* [Provided text]:
As BMIS was a broker-dealer, it was required to file an annual report, including financial statements and related disclosures. An independent auditor’s report was to address these financial statements as well as any materially inadequate information in BMIS’ internal controls. Since 1991, David G. Friehling had signed BMIS’ annual audit reports. Friehling always said the financial statements were fairly stated and stated that BMIS was a sound broker-dealer. Their audited annual report made customers trust that BMIS will handle their investments in a sound manner.  Clients also invested more money with BMIS because of what the financial statements portrayed. They had no idea that the audited reports were false and had no factual basis to them.

A reason that this was able to go on for so long without detection was because Bernie Madoff was an entrusted person in the financial industry. He helped the launch of the NASDAQ stock market as well as sat on the board of National Association of Securities Dealers. He even advised the SEC on trading secutires.12  Madoff’s investors really did believe they were making profits. As long as new investors continually tried to invest with Madoff, he always had enough to back old investors. And as long as the markets were doing well, no one tried to take their investments out. Instead of investing the money his investors gave him, he spent it on family and friends. However, the problem started to bubble during the crash of the market in 2008. Scared investors wanted to withdraw their money. Clients had requested a total of $7 billion back in returns but Madoff only had $200 to $300 million left to give out.11 Madoff had all three components of the fraud triangle: pressure, opportunity, and rationalization. Madoff probably thought that he had to consistently bring out good returns or people would start asking for redemptions, so he was always under pressure to bring it more clients so he would always have enough to pay back previous investors. Madoff had the opportunity to commit this scheme because no assumed that he would do something like this. For almost 20 years, investors were never disappointed and they typically never took money out, they usually put more money in to invest with him. Madoff rationalized what he was doing because he did disclose that in this line of business, that it could possibly lead to losses. However, investors saw the profits and didn’t think or care to ask how or why they were so consistent. They just believed they were making money. Madoff was also always very quiet of his investment strategies, saying that that’s the way he was able to give his investors such good returns. No one actually knew it was all a scam, and he had people make fake profits for the investors.

Stored data
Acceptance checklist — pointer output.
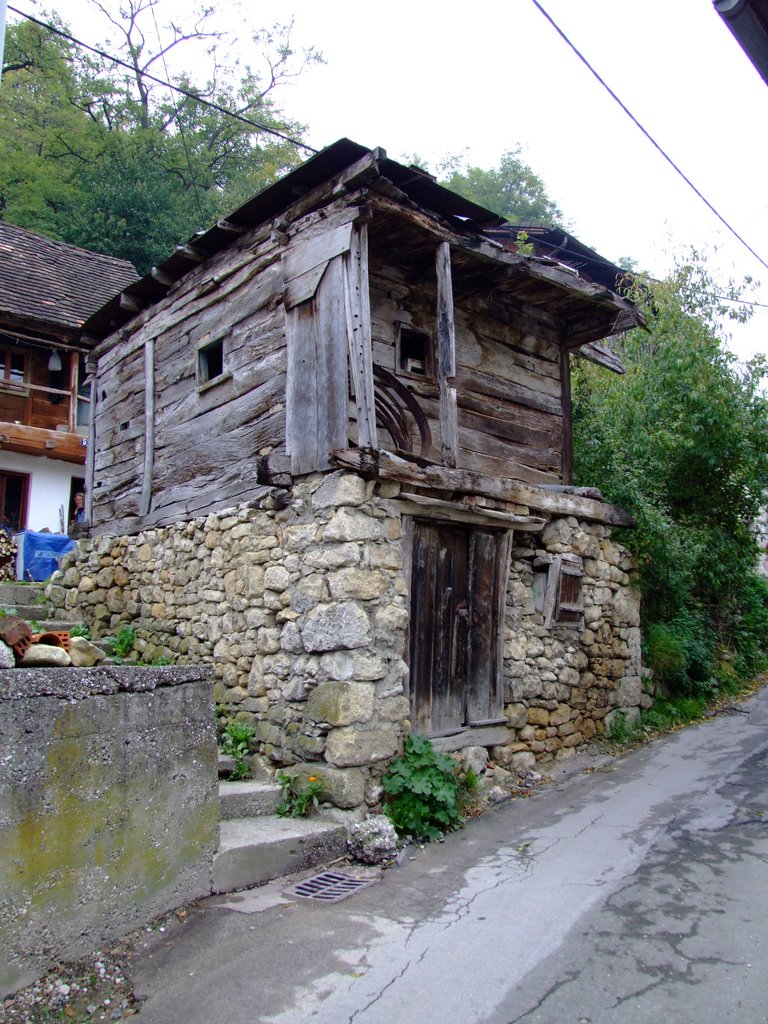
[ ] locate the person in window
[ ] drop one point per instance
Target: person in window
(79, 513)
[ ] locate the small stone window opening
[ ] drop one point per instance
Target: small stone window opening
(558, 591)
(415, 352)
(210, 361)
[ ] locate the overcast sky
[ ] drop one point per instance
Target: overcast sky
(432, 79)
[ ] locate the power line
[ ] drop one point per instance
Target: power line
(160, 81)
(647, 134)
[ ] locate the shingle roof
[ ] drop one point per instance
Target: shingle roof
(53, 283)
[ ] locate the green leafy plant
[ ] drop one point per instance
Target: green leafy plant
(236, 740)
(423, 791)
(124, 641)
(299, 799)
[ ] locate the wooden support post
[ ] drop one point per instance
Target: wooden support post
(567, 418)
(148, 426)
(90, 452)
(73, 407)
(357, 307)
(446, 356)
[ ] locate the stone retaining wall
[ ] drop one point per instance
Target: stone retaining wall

* [Problem set]:
A) According to the text on the Madoff scheme, since what year had David G. Friehling signed BMIS' annual audit reports?
B) Rewrite the passage of the Madoff text starting with "As BMIS was" and going on through "basis to them.", changing "broker-dealer" to "brokerage firm".
C) Using the text on the Madoff scheme, decide whether each statement agrees with it, and quote the words that settle it:
(i) Clients requested a total of $7 billion back in returns.
(ii) Madoff invested the money his investors gave him.
(iii) Madoff sat on the board of the National Association of Securities Dealers.

* [Expected outputs]:
A) Since 1991.

B)
As BMIS was a brokerage firm, it was required to file an annual report, including financial statements and related disclosures. An independent auditor’s report was to address these financial statements as well as any materially inadequate information in BMIS’ internal controls. Since 1991, David G. Friehling had signed BMIS’ annual audit reports. Friehling always said the financial statements were fairly stated and stated that BMIS was a sound brokerage firm. Their audited annual report made customers trust that BMIS will handle their investments in a sound manner.  Clients also invested more money with BMIS because of what the financial statements portrayed. They had no idea that the audited reports were false and had no factual basis to them.

C)
(i) Yes: "Clients had requested a total of $7 billion back in returns"
(ii) No: "Instead of investing the money his investors gave him, he spent it on family and friends."
(iii) Yes: "sat on the board of National Association of Securities Dealers"